> _WORK ITEM_
Output each entry in full so that the result matches the data exactly.

> _DATA SHOWN_
##############################
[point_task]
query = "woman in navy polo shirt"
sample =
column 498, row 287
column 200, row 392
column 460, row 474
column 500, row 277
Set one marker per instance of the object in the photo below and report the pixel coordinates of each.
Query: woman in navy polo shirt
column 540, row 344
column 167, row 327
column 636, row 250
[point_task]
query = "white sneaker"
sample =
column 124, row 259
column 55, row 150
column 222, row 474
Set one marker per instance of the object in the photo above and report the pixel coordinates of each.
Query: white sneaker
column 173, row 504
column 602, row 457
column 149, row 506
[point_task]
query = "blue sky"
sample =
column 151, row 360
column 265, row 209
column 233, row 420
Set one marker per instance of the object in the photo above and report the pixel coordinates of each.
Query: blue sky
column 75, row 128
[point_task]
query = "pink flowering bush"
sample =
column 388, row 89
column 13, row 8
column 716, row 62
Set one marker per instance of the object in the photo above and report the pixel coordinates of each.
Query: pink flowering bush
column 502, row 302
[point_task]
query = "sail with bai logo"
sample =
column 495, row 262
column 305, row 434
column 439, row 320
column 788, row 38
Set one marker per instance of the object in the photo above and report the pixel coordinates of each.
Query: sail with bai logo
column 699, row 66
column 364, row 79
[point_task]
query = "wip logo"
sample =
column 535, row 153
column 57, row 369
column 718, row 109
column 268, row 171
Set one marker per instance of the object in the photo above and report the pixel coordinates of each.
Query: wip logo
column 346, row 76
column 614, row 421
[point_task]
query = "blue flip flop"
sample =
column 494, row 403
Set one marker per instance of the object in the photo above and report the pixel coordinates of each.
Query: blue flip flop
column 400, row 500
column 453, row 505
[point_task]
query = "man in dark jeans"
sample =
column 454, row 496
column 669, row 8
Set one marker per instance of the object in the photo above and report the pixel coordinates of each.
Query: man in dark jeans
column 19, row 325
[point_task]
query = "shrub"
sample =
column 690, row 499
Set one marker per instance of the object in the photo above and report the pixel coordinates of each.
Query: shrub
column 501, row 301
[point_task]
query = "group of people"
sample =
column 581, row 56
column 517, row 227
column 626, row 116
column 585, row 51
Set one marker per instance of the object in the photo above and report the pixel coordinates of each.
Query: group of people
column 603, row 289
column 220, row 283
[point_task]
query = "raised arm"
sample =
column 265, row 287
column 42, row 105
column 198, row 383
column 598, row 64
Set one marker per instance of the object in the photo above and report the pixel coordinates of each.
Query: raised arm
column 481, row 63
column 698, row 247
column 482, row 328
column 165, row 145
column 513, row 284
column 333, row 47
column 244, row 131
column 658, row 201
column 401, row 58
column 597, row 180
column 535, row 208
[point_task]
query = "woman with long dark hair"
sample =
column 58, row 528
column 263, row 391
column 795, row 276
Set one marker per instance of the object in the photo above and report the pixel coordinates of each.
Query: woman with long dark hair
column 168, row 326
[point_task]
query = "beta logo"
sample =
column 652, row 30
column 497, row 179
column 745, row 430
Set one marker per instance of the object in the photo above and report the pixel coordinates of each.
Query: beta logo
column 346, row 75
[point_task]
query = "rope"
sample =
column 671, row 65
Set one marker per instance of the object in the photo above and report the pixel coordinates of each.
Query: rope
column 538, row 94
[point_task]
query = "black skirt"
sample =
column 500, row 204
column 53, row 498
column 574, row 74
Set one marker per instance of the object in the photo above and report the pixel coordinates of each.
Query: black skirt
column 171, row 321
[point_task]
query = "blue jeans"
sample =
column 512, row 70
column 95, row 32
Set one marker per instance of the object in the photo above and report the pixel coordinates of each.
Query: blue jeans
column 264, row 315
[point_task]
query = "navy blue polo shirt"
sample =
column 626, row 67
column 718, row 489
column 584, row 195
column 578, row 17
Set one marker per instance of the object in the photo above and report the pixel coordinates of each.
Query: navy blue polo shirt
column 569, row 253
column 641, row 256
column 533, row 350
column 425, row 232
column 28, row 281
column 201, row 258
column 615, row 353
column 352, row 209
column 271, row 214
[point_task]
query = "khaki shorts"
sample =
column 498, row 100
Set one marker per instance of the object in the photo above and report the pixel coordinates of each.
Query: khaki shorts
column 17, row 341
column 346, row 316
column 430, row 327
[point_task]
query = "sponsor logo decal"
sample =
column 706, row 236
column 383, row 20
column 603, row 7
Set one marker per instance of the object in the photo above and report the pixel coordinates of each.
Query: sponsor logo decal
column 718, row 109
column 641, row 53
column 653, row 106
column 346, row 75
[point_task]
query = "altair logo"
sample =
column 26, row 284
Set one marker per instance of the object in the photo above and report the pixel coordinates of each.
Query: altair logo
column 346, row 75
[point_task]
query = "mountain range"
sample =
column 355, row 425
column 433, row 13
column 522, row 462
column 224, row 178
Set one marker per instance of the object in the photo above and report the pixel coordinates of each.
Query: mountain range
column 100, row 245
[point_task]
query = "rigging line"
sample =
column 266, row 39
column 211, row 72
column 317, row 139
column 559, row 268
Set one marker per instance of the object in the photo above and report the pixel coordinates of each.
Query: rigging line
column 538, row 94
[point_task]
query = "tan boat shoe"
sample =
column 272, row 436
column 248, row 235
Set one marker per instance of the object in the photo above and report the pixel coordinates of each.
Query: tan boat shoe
##############################
> _EXERCISE RESULT_
[point_task]
query = "woman in navy polo shirt"
sample =
column 498, row 287
column 200, row 392
column 460, row 474
column 500, row 277
Set one marker per instance of the object in the photo below and report the pixel coordinates of each.
Query: woman in navy polo shirt
column 540, row 344
column 167, row 327
column 636, row 250
[point_task]
query = "white sneaker"
sample =
column 124, row 259
column 55, row 150
column 222, row 474
Set one marker per instance of the object in the photo above and report the pixel coordinates of each.
Query: white sneaker
column 173, row 504
column 602, row 457
column 149, row 506
[point_task]
query = "blue sky"
sample =
column 151, row 360
column 265, row 209
column 233, row 420
Set one marker per instance of the object in the photo above and report the pixel coordinates of each.
Query: blue sky
column 75, row 128
[point_task]
query = "pink flowering bush"
sample =
column 388, row 89
column 13, row 8
column 716, row 62
Set one marker per instance of the object in the photo above and report the pixel coordinates of each.
Query: pink flowering bush
column 502, row 302
[point_task]
query = "sail with bai logo"
sample =
column 495, row 262
column 305, row 434
column 439, row 320
column 788, row 38
Set one marker per instance of the object in the photo above and report the pixel coordinates of each.
Query: sail with bai logo
column 699, row 66
column 364, row 79
[point_task]
query = "wip logo"
sample =
column 535, row 153
column 57, row 369
column 718, row 109
column 268, row 171
Set one marker per instance of the object in the photo above and report the pixel coordinates of each.
Query: wip logo
column 346, row 76
column 614, row 421
[point_task]
query = "blue flip flop"
sample =
column 494, row 403
Set one marker per instance of the object in the photo above and report the pixel coordinates of each.
Query: blue flip flop
column 400, row 500
column 453, row 505
[point_task]
query = "man in dark jeans"
sample =
column 454, row 496
column 669, row 8
Set one marker per instance of the object in the photo above and report the pixel coordinates of each.
Query: man in dark jeans
column 19, row 325
[point_task]
query = "shrub"
sample =
column 690, row 499
Set one marker per instance of the object in the photo above and report the pixel coordinates of each.
Query: shrub
column 501, row 301
[point_task]
query = "group of people"
sample =
column 581, row 56
column 517, row 227
column 626, row 116
column 585, row 51
Set one marker per instance of the object in the photo above and report the pixel coordinates of each.
Query: group of people
column 603, row 289
column 220, row 283
[point_task]
query = "raised arm"
sample =
column 265, row 287
column 42, row 105
column 198, row 383
column 598, row 64
Set one marker per instance of the object in the photo above and report the pixel coordinates of each.
Query: raised arm
column 481, row 63
column 698, row 247
column 482, row 328
column 165, row 145
column 513, row 284
column 333, row 47
column 244, row 131
column 658, row 201
column 401, row 58
column 597, row 180
column 535, row 208
[point_task]
query = "woman with long dark hair"
sample =
column 58, row 528
column 263, row 391
column 795, row 276
Set one marker per instance of the object in the photo above and report the pixel coordinates of each.
Query: woman with long dark hair
column 168, row 326
[point_task]
query = "beta logo"
sample =
column 652, row 30
column 497, row 179
column 745, row 430
Set one marker per instance of the object in the photo above and report the pixel coordinates of each.
Query: beta logo
column 346, row 75
[point_task]
query = "rope"
sample =
column 671, row 65
Set one marker per instance of the object in the photo above and report the pixel coordinates of each.
Query: rope
column 538, row 94
[point_task]
query = "black skirt"
sample =
column 500, row 204
column 53, row 498
column 574, row 74
Set one marker per instance of the object in the photo above and report the pixel coordinates of each.
Query: black skirt
column 171, row 321
[point_task]
query = "blue jeans"
sample =
column 512, row 70
column 95, row 32
Set one marker per instance of the object in the photo above and report the pixel coordinates of each.
Query: blue jeans
column 264, row 315
[point_task]
query = "navy blue polo shirt"
sample =
column 626, row 67
column 718, row 489
column 584, row 195
column 578, row 17
Set one marker per instance of the object in the photo above and report the pixel coordinates of each.
Query: navy blue polo shirt
column 569, row 253
column 641, row 256
column 533, row 350
column 425, row 232
column 28, row 281
column 201, row 258
column 615, row 353
column 352, row 209
column 271, row 214
[point_task]
query = "khaki shorts"
sample =
column 498, row 100
Set one marker per instance of the object in the photo above and report the pixel coordinates of each.
Query: khaki shorts
column 17, row 341
column 346, row 316
column 430, row 327
[point_task]
query = "sponsor logo decal"
sample =
column 706, row 236
column 383, row 20
column 603, row 7
Set one marker per instance of the object in the photo above and report the pixel coordinates of each.
Query: sponsor logo decal
column 718, row 109
column 641, row 53
column 653, row 106
column 346, row 75
[point_task]
query = "altair logo"
sample =
column 26, row 284
Set one marker per instance of the object in the photo above and report the pixel coordinates of each.
Query: altair logo
column 346, row 75
[point_task]
query = "mountain range"
sample =
column 355, row 425
column 433, row 13
column 522, row 462
column 224, row 178
Set one marker per instance of the object in the photo above and report the pixel coordinates of each.
Query: mountain range
column 100, row 245
[point_task]
query = "rigging line"
sample =
column 266, row 39
column 211, row 72
column 317, row 139
column 559, row 268
Set one marker per instance of the object in the photo above and report the pixel coordinates of each.
Query: rigging line
column 538, row 94
[point_task]
query = "tan boat shoe"
sample =
column 272, row 436
column 248, row 235
Set one marker per instance of the object in the photo above and report the pixel coordinates of each.
Query: tan boat shoe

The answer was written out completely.